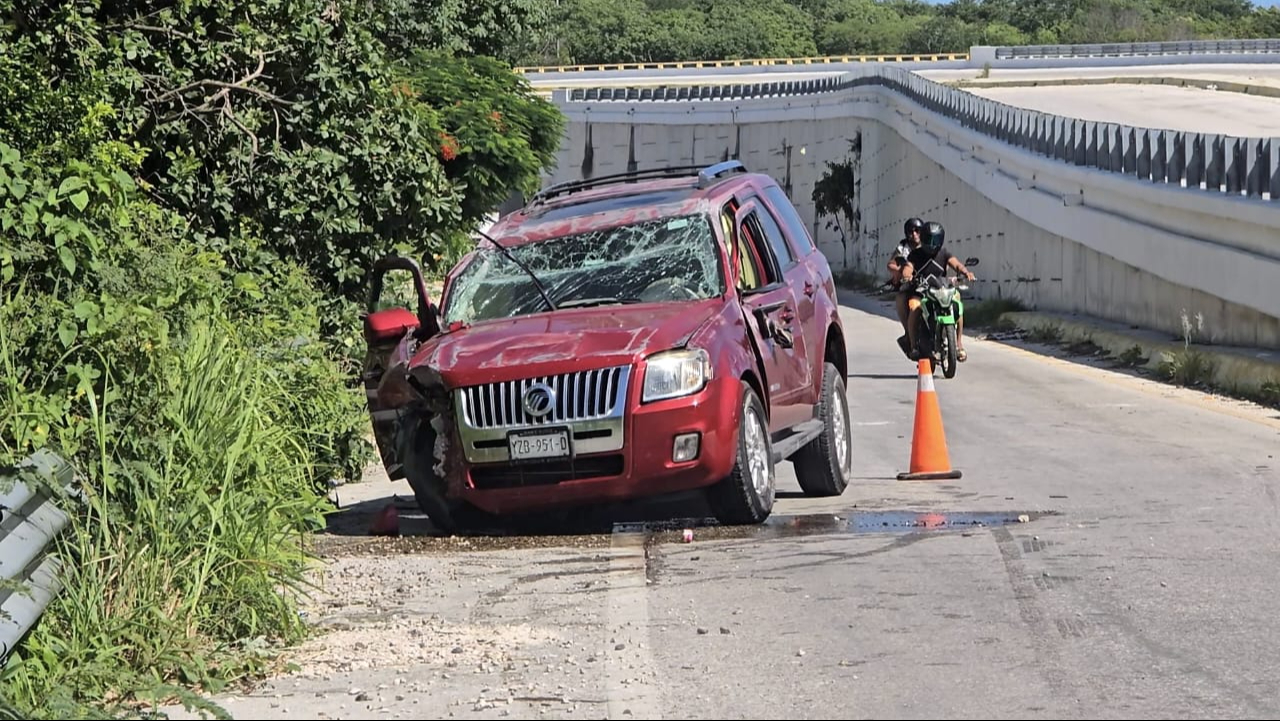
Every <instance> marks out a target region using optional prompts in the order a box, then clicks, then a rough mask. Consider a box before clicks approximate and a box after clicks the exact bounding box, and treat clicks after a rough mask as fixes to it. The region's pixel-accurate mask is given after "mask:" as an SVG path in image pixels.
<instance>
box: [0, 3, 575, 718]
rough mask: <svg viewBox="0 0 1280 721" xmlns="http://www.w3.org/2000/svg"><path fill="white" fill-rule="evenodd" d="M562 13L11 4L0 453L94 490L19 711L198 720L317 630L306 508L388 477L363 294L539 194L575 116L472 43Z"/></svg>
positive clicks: (86, 510)
mask: <svg viewBox="0 0 1280 721" xmlns="http://www.w3.org/2000/svg"><path fill="white" fill-rule="evenodd" d="M471 10H475V14H474V17H472V14H471ZM544 15H545V5H544V4H541V3H540V1H534V0H530V1H527V3H518V1H517V3H515V4H498V3H493V4H490V5H483V4H480V3H470V4H462V3H457V1H453V3H445V4H438V3H435V4H428V3H411V1H408V0H402V1H398V3H390V4H381V5H370V4H366V3H357V1H355V0H323V1H321V0H289V1H284V0H183V1H182V3H179V4H173V3H160V1H140V3H127V4H125V3H102V1H100V0H35V1H22V3H19V1H17V0H0V304H3V305H0V464H5V462H13V461H17V460H20V458H22V457H24V456H27V455H29V453H31V452H33V451H37V450H41V448H47V450H51V451H55V452H58V453H60V455H63V456H64V457H68V458H70V460H73V462H74V465H76V466H77V469H78V470H79V471H81V480H82V484H83V489H84V501H83V502H82V503H77V502H73V501H70V499H64V505H65V506H67V507H68V508H70V510H72V512H73V523H72V525H70V526H69V529H68V530H67V531H65V533H64V534H63V537H60V539H59V542H58V544H59V551H60V552H61V553H63V555H64V556H65V557H67V558H68V561H69V562H68V563H67V567H68V569H69V570H68V571H67V574H65V575H64V581H65V588H64V590H63V593H61V594H59V597H58V598H56V601H55V602H54V603H52V604H51V606H50V607H49V610H47V612H46V613H45V615H44V617H42V620H41V622H40V624H37V626H36V628H35V629H33V631H32V634H31V635H29V636H28V638H27V639H26V642H24V644H23V645H22V647H20V649H19V652H18V653H17V654H15V656H13V657H10V663H9V666H8V667H5V668H4V670H3V675H0V693H3V695H4V697H5V698H6V699H8V701H9V702H10V703H14V704H17V706H18V707H19V708H26V709H33V711H35V712H36V713H40V715H44V716H49V717H102V716H104V715H109V713H114V712H115V711H119V709H127V708H129V707H132V706H134V704H136V703H137V702H138V701H142V699H146V698H148V697H169V698H179V699H182V701H186V702H195V699H193V698H192V697H191V695H189V690H188V689H191V688H196V689H218V688H220V685H223V684H225V683H229V681H233V680H236V679H239V677H243V676H247V675H255V674H259V672H260V671H262V670H264V668H266V667H268V666H270V665H271V663H274V657H275V653H274V649H275V648H276V647H278V645H279V644H283V643H289V642H293V640H297V639H298V638H300V636H301V635H302V633H303V631H305V628H303V625H302V624H301V621H300V619H298V616H297V610H296V604H294V601H296V595H297V593H298V592H301V590H303V588H302V584H303V570H305V563H306V561H307V556H306V553H305V544H303V540H305V535H306V534H307V533H310V531H312V530H315V529H316V528H317V526H319V525H320V524H321V523H323V512H324V510H325V503H326V502H325V499H324V496H323V494H320V493H316V489H317V488H324V487H326V484H328V483H329V482H330V480H332V479H334V478H339V476H340V478H346V479H348V480H351V479H356V478H358V475H360V473H361V470H362V467H364V465H365V462H366V461H367V460H369V458H370V457H371V455H370V448H369V443H367V441H366V437H367V435H369V430H370V429H369V420H367V415H366V412H365V410H364V402H365V398H364V392H362V387H361V385H360V384H358V383H357V382H356V378H357V370H358V368H357V366H356V365H355V364H353V359H358V356H360V348H358V328H360V325H358V318H357V311H358V301H360V300H362V295H364V291H365V275H366V273H367V269H369V266H370V264H371V261H372V260H374V259H375V257H378V256H380V255H383V254H387V252H390V251H397V252H403V254H413V255H417V256H420V257H422V256H426V257H434V259H436V260H439V261H440V263H444V261H447V259H448V257H452V254H456V252H457V251H460V250H462V248H463V247H465V245H466V243H465V241H466V238H467V236H468V232H470V231H471V229H472V227H474V225H475V223H476V222H477V220H479V219H480V218H481V216H483V215H485V214H486V213H488V211H489V210H490V209H492V206H493V205H494V204H495V202H498V201H502V200H506V197H507V196H508V195H509V193H511V192H513V191H517V190H518V191H526V192H527V191H530V190H532V188H534V187H535V186H536V182H538V175H539V172H540V170H541V169H543V168H544V166H547V165H549V164H550V163H552V161H553V156H554V151H556V149H557V146H558V143H559V137H561V132H562V124H561V123H562V119H561V117H559V114H558V111H557V110H556V109H554V106H552V105H550V104H549V102H545V101H543V100H540V99H539V97H536V96H535V95H534V93H532V92H531V91H530V90H529V87H527V85H526V83H524V81H522V79H521V78H518V77H517V76H515V74H513V73H511V72H509V68H508V67H507V65H506V64H504V63H502V61H500V60H489V59H479V58H476V59H460V58H456V56H454V55H453V54H452V53H456V51H457V53H461V51H475V50H484V51H495V53H497V51H499V50H502V51H503V53H509V51H512V49H515V47H517V46H520V44H521V42H525V40H522V38H524V36H525V35H526V33H527V32H529V31H530V28H534V27H535V26H536V24H538V23H539V22H541V20H540V19H539V18H541V17H544ZM462 18H467V23H466V28H465V29H466V32H454V31H457V29H460V28H462V26H461V24H460V23H461V19H462ZM451 23H452V24H451ZM451 28H452V29H451ZM433 49H436V50H435V51H433ZM442 49H443V50H442Z"/></svg>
_ _ _ _
## ACTIVITY
Where a line of the data holds the word "rough", copy that line.

## WRITTEN ANSWER
Every <instance> marks out a target region using optional prompts in the order a box, then clicks, then a rough mask. Consider a box before clicks approximate and a box after clicks the exact bounding box, and treat clicks after a rough mask as fixes to it. The region's pixel-accurate mask is given after "mask:" as an SVG path in image pixels.
rough mask: <svg viewBox="0 0 1280 721" xmlns="http://www.w3.org/2000/svg"><path fill="white" fill-rule="evenodd" d="M562 13L11 4L0 453L94 490L19 711L198 720L317 630L306 508L388 477L363 294L539 194L575 116L472 43Z"/></svg>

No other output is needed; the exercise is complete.